*The request*
Report how many lines in the items below contain the string "fluffy", treating uppercase and lowercase as different, and give only the number.

*Dataset entries*
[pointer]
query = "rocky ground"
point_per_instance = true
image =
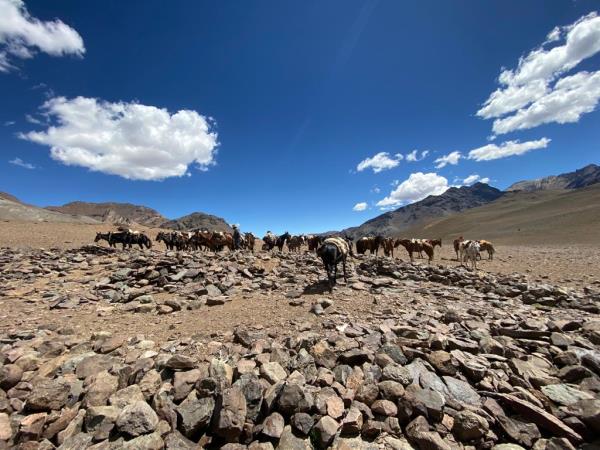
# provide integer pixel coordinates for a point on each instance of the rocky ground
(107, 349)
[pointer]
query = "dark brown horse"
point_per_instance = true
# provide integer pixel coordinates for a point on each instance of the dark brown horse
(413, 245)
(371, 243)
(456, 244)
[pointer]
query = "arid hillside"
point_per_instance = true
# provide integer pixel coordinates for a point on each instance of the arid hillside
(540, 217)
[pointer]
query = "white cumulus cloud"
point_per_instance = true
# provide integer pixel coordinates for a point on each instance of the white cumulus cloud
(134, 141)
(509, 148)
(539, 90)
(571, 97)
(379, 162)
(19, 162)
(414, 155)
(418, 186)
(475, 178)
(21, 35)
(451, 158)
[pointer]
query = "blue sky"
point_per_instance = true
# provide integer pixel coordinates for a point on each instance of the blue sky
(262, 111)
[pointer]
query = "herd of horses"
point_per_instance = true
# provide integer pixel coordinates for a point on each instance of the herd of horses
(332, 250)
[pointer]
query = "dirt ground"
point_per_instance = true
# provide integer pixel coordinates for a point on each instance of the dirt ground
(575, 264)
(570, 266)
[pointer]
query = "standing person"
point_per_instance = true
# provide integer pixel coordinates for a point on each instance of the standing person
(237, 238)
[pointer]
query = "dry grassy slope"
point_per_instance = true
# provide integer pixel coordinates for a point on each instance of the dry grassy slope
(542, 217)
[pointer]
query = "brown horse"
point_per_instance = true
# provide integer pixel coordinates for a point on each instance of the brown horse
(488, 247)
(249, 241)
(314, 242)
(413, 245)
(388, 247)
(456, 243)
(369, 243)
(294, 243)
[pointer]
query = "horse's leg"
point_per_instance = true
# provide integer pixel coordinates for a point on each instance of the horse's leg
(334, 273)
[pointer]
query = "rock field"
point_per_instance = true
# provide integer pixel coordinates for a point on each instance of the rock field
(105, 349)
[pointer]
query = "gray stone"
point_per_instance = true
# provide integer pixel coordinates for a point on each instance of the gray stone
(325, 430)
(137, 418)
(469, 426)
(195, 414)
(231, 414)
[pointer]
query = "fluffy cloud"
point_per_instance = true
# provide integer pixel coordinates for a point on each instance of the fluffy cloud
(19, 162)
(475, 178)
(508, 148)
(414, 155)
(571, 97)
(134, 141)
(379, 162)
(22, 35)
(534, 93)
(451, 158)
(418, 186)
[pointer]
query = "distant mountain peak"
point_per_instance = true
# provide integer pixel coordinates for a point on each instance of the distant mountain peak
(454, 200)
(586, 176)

--

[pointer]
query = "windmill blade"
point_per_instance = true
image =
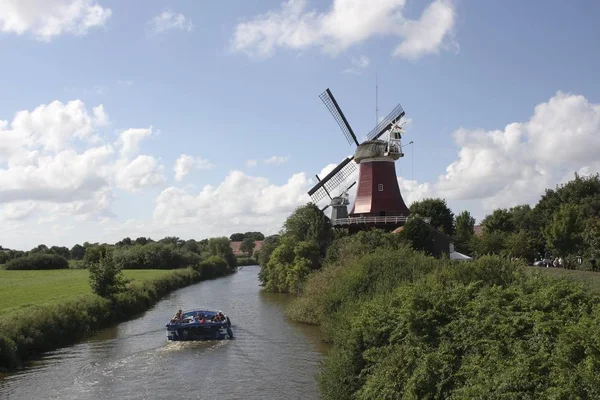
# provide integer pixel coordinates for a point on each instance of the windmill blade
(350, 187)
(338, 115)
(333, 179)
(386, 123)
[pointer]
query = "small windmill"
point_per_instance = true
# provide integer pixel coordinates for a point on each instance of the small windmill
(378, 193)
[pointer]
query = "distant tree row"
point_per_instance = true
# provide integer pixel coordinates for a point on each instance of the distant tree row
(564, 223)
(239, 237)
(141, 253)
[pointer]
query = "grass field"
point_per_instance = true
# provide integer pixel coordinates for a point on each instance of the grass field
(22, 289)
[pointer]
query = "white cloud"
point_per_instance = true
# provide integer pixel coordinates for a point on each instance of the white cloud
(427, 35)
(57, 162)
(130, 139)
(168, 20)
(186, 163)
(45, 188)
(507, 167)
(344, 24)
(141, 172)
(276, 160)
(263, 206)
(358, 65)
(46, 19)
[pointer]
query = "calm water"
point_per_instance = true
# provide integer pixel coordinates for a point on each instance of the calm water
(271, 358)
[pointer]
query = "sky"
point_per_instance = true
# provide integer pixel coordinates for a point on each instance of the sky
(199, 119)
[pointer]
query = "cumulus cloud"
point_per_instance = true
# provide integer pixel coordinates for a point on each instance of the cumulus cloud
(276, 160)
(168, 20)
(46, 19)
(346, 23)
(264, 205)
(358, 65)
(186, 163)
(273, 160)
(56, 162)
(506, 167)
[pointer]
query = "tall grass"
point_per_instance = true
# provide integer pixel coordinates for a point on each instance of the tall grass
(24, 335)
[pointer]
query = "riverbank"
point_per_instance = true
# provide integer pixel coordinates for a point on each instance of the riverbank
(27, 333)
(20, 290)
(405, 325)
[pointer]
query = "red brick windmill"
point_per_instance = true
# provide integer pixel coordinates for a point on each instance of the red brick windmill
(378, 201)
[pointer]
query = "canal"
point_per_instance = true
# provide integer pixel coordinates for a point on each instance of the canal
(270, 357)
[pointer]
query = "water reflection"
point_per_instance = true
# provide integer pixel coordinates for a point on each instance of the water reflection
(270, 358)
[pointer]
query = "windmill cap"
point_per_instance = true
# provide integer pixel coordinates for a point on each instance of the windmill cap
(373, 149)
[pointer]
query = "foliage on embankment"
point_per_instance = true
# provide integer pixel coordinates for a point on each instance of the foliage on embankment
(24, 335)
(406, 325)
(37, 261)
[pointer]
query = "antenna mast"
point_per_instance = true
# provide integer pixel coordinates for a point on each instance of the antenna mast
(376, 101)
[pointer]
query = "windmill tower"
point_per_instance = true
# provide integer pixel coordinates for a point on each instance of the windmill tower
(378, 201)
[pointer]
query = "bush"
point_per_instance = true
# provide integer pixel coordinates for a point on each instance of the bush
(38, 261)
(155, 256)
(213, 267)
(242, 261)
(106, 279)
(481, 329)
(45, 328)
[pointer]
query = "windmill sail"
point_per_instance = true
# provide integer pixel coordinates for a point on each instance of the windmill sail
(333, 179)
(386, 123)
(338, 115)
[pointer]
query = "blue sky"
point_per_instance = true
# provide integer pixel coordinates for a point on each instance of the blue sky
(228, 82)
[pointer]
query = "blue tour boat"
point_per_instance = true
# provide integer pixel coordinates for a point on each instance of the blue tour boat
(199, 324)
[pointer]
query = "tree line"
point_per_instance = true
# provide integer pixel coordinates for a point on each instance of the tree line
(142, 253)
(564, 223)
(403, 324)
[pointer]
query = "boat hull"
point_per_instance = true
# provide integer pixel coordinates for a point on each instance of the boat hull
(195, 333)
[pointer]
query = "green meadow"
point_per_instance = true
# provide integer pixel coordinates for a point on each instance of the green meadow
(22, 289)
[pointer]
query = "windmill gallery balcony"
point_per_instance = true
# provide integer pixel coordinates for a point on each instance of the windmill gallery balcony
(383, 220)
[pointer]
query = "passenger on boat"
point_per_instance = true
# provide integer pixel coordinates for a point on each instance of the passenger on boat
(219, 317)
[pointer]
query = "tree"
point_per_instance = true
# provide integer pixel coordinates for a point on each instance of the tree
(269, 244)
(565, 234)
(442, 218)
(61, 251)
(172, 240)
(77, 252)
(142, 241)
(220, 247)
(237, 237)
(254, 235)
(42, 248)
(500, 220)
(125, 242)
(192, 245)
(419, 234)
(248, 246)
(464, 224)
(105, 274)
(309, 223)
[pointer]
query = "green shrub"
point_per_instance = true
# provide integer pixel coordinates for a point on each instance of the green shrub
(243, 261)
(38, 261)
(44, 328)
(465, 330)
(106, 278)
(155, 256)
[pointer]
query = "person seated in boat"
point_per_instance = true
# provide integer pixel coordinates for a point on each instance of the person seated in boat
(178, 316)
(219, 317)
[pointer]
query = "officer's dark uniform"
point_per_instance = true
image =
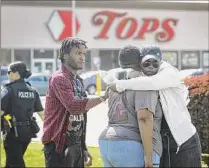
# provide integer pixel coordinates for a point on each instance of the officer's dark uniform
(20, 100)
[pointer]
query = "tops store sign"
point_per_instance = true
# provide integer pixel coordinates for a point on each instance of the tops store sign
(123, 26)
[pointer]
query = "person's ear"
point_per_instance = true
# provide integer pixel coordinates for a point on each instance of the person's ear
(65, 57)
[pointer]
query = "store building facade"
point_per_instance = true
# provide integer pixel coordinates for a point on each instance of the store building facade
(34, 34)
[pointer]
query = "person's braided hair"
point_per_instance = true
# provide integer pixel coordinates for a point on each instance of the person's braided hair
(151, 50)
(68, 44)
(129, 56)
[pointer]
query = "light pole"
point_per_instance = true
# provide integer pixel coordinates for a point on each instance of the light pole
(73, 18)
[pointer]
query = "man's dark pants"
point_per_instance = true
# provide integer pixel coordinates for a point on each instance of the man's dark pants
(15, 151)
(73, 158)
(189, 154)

*Reply*
2